[Items from a data source]
◆ ◆ ◆ ◆ ◆ ◆ ◆

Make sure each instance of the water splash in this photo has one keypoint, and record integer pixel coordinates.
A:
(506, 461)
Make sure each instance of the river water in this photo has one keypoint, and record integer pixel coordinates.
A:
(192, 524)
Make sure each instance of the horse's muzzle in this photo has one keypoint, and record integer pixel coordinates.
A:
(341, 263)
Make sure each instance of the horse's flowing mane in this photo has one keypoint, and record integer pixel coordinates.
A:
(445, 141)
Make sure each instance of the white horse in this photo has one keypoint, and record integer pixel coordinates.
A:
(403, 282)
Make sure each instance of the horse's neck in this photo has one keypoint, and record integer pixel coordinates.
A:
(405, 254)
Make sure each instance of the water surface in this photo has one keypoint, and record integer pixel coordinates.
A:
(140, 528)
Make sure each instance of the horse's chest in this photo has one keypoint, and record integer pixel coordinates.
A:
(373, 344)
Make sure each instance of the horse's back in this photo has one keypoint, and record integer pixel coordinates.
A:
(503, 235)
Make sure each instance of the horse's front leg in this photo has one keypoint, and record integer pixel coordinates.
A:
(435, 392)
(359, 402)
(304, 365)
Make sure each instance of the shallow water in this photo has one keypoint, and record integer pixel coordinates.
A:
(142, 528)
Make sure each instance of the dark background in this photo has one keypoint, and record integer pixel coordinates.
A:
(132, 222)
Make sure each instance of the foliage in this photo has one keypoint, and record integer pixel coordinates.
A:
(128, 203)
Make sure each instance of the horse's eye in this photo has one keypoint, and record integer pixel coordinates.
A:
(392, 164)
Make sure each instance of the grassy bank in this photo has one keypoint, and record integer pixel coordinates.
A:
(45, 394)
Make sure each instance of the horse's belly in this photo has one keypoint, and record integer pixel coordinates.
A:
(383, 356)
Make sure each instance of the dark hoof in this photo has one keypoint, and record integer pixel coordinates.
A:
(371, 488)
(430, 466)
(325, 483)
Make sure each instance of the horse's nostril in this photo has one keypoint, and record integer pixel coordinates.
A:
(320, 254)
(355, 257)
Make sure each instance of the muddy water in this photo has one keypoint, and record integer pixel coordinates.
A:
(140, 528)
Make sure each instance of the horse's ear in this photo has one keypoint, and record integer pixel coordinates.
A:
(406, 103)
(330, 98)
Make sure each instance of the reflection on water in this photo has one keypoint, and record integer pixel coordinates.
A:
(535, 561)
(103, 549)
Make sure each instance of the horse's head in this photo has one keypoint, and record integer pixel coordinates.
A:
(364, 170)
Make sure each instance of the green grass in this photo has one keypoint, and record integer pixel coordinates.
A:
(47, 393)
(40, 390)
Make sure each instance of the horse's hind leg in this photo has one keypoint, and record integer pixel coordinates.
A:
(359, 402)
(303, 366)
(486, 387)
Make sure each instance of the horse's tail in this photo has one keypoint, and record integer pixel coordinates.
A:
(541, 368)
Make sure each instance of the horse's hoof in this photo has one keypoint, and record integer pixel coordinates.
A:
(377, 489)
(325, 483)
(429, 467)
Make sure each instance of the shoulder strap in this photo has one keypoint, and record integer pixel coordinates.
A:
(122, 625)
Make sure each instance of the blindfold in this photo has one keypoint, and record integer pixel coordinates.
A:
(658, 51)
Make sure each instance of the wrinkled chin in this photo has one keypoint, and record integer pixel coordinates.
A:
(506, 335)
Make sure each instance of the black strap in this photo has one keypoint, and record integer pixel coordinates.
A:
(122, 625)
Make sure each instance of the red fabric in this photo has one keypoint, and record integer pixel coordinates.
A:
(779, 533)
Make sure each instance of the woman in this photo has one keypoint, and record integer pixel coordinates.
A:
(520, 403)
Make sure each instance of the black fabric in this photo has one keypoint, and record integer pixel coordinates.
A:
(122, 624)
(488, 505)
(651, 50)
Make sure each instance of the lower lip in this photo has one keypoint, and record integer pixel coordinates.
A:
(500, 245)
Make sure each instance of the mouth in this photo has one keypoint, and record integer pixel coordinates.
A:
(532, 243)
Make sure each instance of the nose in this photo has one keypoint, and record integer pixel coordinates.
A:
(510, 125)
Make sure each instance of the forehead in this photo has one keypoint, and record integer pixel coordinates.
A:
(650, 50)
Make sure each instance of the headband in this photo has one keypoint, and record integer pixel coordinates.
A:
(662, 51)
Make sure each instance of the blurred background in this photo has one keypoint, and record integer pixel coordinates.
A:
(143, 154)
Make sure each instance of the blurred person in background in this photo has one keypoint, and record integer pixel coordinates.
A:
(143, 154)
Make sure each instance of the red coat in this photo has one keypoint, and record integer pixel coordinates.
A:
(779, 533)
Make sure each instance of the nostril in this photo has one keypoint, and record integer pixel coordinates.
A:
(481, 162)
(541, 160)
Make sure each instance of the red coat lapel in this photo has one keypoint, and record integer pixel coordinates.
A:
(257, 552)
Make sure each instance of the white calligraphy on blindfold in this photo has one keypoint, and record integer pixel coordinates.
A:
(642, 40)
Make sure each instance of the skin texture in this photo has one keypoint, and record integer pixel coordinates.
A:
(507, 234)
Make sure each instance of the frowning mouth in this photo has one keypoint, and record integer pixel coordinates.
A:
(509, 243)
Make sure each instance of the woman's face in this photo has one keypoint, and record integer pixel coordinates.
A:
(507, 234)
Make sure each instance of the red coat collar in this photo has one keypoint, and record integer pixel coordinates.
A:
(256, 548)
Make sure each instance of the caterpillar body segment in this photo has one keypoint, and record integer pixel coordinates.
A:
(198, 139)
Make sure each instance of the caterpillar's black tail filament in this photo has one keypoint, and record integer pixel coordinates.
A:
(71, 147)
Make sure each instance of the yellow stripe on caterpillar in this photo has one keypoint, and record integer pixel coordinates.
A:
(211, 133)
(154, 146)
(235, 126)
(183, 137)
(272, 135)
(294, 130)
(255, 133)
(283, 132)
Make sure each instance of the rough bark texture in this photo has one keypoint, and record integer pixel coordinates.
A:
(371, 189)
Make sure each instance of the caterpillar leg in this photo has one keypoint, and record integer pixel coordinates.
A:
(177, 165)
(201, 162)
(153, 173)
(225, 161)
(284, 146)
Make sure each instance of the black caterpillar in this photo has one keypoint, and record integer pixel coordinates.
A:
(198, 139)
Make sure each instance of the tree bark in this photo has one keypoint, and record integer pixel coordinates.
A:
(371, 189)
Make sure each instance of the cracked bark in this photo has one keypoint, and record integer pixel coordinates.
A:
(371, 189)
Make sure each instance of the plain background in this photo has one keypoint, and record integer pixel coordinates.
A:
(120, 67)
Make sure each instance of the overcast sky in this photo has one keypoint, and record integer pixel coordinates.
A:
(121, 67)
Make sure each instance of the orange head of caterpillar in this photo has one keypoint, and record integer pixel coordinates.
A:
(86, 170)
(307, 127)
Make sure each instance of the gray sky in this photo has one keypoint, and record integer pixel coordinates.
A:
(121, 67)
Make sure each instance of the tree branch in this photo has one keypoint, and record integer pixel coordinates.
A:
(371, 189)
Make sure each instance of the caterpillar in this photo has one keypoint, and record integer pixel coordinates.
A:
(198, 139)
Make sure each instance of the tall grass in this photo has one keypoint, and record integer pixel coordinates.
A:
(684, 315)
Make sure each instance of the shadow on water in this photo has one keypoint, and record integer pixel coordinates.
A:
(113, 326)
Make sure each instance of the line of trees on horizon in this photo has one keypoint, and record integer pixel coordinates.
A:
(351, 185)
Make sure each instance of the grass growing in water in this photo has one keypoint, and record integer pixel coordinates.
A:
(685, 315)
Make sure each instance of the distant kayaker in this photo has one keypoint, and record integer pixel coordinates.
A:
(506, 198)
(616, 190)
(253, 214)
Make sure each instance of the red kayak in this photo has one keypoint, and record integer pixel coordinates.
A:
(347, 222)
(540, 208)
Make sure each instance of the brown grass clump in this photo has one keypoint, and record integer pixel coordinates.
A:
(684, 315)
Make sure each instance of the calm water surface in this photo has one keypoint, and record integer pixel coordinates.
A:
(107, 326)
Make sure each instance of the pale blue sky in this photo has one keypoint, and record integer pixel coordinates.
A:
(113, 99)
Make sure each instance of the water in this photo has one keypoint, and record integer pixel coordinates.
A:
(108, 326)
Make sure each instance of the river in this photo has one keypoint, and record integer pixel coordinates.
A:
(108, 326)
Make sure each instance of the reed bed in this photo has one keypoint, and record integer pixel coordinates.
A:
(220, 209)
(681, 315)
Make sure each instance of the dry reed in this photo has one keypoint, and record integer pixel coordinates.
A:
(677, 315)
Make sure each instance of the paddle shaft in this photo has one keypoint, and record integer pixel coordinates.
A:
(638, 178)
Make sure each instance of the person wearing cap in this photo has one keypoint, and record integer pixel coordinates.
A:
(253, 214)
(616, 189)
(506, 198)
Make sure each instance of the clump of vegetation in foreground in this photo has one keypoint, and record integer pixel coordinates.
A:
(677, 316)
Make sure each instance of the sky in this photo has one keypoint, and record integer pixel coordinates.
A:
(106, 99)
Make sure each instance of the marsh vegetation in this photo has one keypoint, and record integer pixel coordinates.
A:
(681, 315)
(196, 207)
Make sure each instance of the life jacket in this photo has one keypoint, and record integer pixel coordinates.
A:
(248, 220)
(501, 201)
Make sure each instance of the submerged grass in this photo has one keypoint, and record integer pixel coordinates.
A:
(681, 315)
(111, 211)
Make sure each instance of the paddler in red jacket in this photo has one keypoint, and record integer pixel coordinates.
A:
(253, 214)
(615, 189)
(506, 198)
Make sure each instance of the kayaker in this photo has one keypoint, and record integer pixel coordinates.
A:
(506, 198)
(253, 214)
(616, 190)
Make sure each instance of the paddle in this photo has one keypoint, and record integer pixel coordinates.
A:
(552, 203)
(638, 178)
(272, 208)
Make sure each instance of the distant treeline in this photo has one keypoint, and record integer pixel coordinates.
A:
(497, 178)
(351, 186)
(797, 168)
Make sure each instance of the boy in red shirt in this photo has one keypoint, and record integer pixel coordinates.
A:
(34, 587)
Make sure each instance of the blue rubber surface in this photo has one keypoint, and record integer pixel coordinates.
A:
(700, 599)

◆ ◆ ◆ ◆ ◆ ◆ ◆

= TASK BRIEF =
Give a single number: the count of lines above that include the word "water".

= SOLUTION TO THE EXERCISE =
10